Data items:

--------------------------------

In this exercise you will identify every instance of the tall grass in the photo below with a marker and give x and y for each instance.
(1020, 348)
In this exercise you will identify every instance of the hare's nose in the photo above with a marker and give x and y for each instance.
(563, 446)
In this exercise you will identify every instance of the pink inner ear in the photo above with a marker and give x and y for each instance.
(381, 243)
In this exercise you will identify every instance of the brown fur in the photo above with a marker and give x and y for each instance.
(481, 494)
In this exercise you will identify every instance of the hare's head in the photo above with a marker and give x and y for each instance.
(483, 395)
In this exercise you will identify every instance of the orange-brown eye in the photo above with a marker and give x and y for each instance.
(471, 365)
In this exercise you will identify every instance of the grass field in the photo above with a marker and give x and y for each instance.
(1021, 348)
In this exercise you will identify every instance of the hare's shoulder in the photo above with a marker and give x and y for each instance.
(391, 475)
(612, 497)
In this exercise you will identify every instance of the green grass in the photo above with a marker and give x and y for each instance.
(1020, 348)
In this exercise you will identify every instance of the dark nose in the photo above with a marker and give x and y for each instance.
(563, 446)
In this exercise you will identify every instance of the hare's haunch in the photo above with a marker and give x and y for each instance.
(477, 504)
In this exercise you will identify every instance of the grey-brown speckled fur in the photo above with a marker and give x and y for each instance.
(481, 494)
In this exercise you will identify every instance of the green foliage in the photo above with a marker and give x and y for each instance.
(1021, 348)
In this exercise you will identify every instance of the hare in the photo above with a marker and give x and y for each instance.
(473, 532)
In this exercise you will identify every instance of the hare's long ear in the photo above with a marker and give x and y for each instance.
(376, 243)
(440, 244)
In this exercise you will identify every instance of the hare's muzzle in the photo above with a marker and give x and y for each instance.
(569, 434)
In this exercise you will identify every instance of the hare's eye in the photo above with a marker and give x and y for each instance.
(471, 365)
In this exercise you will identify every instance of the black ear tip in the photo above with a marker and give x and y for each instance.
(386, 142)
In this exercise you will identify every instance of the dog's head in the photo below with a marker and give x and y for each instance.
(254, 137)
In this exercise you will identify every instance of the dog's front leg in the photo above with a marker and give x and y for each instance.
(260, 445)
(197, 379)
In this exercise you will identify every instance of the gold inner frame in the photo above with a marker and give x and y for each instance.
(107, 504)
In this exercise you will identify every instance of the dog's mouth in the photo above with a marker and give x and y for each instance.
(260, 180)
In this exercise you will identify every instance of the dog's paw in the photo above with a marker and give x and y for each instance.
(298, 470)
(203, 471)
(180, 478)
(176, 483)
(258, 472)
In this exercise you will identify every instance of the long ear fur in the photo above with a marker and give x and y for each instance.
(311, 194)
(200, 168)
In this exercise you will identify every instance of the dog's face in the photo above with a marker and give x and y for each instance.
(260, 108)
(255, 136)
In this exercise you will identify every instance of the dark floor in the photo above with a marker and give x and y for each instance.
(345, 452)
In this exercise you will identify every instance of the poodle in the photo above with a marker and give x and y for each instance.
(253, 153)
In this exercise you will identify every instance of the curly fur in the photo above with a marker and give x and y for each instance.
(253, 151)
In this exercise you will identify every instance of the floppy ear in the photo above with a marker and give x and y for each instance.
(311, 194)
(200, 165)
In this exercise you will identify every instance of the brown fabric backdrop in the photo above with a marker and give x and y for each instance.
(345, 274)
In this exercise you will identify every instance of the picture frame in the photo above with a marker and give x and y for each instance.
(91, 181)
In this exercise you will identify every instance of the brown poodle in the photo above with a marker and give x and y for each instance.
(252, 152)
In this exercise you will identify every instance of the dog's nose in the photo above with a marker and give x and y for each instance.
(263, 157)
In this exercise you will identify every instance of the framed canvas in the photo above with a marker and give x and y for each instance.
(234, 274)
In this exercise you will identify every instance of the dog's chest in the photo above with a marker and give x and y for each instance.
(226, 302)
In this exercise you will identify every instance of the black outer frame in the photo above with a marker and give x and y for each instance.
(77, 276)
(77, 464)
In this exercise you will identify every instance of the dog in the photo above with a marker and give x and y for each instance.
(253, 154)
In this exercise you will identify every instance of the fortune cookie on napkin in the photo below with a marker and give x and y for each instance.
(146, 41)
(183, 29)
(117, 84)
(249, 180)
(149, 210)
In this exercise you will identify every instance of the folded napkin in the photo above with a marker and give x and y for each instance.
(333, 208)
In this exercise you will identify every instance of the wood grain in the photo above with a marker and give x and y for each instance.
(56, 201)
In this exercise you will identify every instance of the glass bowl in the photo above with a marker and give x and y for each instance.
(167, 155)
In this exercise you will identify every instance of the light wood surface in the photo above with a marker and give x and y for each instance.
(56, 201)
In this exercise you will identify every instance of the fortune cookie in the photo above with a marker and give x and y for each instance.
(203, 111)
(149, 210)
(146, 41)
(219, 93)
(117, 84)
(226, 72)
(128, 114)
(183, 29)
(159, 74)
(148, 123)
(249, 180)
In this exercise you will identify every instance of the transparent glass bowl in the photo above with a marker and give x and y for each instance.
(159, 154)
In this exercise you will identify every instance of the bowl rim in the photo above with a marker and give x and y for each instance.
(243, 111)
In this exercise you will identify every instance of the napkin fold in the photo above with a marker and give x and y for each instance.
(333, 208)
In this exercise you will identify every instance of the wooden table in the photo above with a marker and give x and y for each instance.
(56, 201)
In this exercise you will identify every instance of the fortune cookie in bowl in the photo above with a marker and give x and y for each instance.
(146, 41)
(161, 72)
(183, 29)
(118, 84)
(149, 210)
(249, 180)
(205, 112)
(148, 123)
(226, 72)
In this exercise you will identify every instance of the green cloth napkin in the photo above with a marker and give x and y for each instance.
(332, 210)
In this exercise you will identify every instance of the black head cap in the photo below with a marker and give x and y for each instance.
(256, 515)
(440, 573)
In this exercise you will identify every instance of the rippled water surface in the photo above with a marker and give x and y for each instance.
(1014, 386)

--------------------------------

▶ **What is expected**: Nothing in the data may differ; print all of it exactly as written.

▶ **Task result**:
In this exercise you will identify every instance of the tall grass in the photo below with a marker and give x and y for each instance.
(1020, 348)
In this exercise you will identify every instance of the hare's nose in the photo above with a marker and give x and y for each instance.
(563, 446)
In this exercise you will identify every instance of the pink inner ear in the photo above with a marker and give x and y for each instance.
(381, 243)
In this exercise you will identify every instance of the brown fur in the photo above with a marker and give x and y for each instance.
(481, 494)
In this exercise you will identify every instance of the hare's head in the photo above with a marker and give x and y for each instance.
(483, 395)
In this exercise you will identify every instance of the orange-brown eye in the photo above with a marker and give x and y for each instance.
(471, 365)
In this exercise you will identify every instance of the grass field in the photo above with a marker and give x and y for each instance.
(1021, 348)
In this exercise you will identify every instance of the hare's shoulder in the photo above with a marker and give x and y for each instance.
(391, 475)
(612, 497)
In this exercise you will identify every instance of the green grass in the photo above with a marker and give x and y for each instance.
(1020, 348)
In this exercise you will identify every instance of the dark nose in the photo above with a marker and give x and y for each instance.
(563, 446)
In this exercise you will identify every instance of the hare's haunch in the photo above with a marker and give x and y for each instance.
(477, 504)
In this exercise you will identify every instance of the grey-brown speckled fur in the photo above with a marker and give x and y for each instance.
(481, 494)
In this exercise you will identify every instance of the green foliage in the photo above with a marker and give x and y for each instance.
(1021, 348)
In this exercise you will identify every instance of the hare in the photo above with a marker and give x and y for each instance.
(473, 532)
In this exercise you will identify every instance of the hare's long ear in the photo above with a marker and give x and y for each instance.
(376, 243)
(440, 244)
In this exercise you will identify every instance of the hare's muzzle in the photo above with a marker and give x and y for each instance.
(569, 434)
In this exercise you will identify every instance of the hare's eye in the photo above with a marker and give x and y for each instance.
(471, 365)
In this exercise you will identify every instance of the black ear tip in the photo above with a marker and give x and y for each instance.
(386, 142)
In this exercise you will identify every instance of the dog's head in the photo below with a marker and give x and y for each instance.
(254, 137)
In this exercise you will identify every instance of the dog's front leg in the photo above with a marker and give x and y for each instance.
(260, 445)
(197, 379)
In this exercise you will identify every instance of the gold inner frame in the photo above with a marker and give x and y for each instance.
(107, 504)
In this exercise you will identify every instance of the dog's mouth in the photo above with a marker and give x and y for each instance.
(260, 180)
In this exercise you will identify every instance of the dog's paw in the photo above with a marker and give x and y for each instance.
(298, 470)
(203, 471)
(180, 478)
(176, 483)
(258, 472)
In this exercise you will identify every instance of the long ear fur in the photo above with a marker and give x and y for each instance.
(311, 194)
(200, 168)
In this exercise you will identify every instance of the dog's face in the photo above with a marker and give x and y for each instance.
(260, 108)
(255, 136)
In this exercise you will identify every instance of the dark floor in the photo above with a marker and give x and y for each instance.
(345, 452)
In this exercise you will identify every instance of the poodle in the photo above with a marker and give x and y for each instance.
(253, 153)
In this exercise you will identify every instance of the curly fur in the photo above with a marker and give x and y for each instance.
(253, 151)
In this exercise you will identify every instance of the floppy ear in the photo above with a marker and give x and y for each instance.
(311, 194)
(200, 165)
In this exercise you will identify every instance of the brown fabric backdrop in the photo above with a marker and give x and y for each instance.
(345, 274)
In this exercise you will identify every instance of the picture frame in the photo above with a marker and give x and y for each instance.
(91, 181)
In this exercise you will identify every instance of the brown poodle in the photo above with a marker and give x and y for each instance.
(252, 152)
In this exercise you will identify every instance of the dog's nose in the photo above with a marker and give x and y for each instance.
(263, 157)
In this exercise you will identify every instance of the framed canvas in the photo above with a marker and give x and y for each instance.
(234, 274)
In this exercise you will identify every instance of the dog's chest in the photo above with a marker and give x and y for each instance.
(226, 302)
In this exercise you will identify every instance of the black outer frame in the photo above with a marker and give x and y for each instance.
(77, 276)
(77, 464)
In this exercise you will identify every instance of the dog in the photo above with a marker and give x and y for each instance.
(253, 154)
In this exercise you will identify every instance of the fortune cookie on napkin in the photo below with a marker and give x and y for each instance.
(146, 41)
(183, 29)
(117, 84)
(249, 180)
(149, 210)
In this exercise you will identify every instance of the folded napkin in the photo above with a marker and give x and y for each instance.
(333, 208)
In this exercise you will identify every instance of the wood grain in the photo above with a marker and give x and y for each instance.
(56, 201)
In this exercise you will identify every instance of the glass bowl in the photo above with a marker and give x and y for each instance.
(167, 155)
In this exercise you will identify every instance of the light wood surface in the photo above with a marker and give x and y for each instance.
(56, 201)
In this exercise you will identify every instance of the fortune cookie in the photo above with a marker and give x and y for each instance.
(203, 111)
(149, 210)
(146, 41)
(219, 93)
(117, 84)
(226, 72)
(128, 114)
(183, 29)
(159, 74)
(148, 123)
(249, 180)
In this exercise you will identify every instance of the transparent glass bowl in the photo above with a marker and give x and y for each instance.
(159, 154)
In this exercise you will identify every instance of the bowl rim in the photo above with a marker and give x and y for each instance.
(243, 111)
In this exercise you will identify every instance of the napkin fold in the photo above with a marker and give x and y for each instance.
(333, 208)
In this exercise you will identify every instance of the wooden table in the photo above with a marker and give x and y for each instance.
(56, 201)
In this exercise you will identify every instance of the fortune cookie in bowl in the photo above with a marker and give x and y for each instance.
(146, 41)
(161, 72)
(183, 29)
(118, 84)
(149, 210)
(249, 180)
(205, 112)
(148, 123)
(226, 72)
In this exercise you will identify every instance of the green cloth napkin in the photo above with a marker and give x and y for each instance.
(332, 210)
In this exercise you will identify every instance of the black head cap in the photo below with a marker and give x and y for each instance.
(256, 515)
(440, 573)
In this exercise you will identify every instance of the rippled water surface in the photo above with a marker and give x and y for each instance.
(1014, 386)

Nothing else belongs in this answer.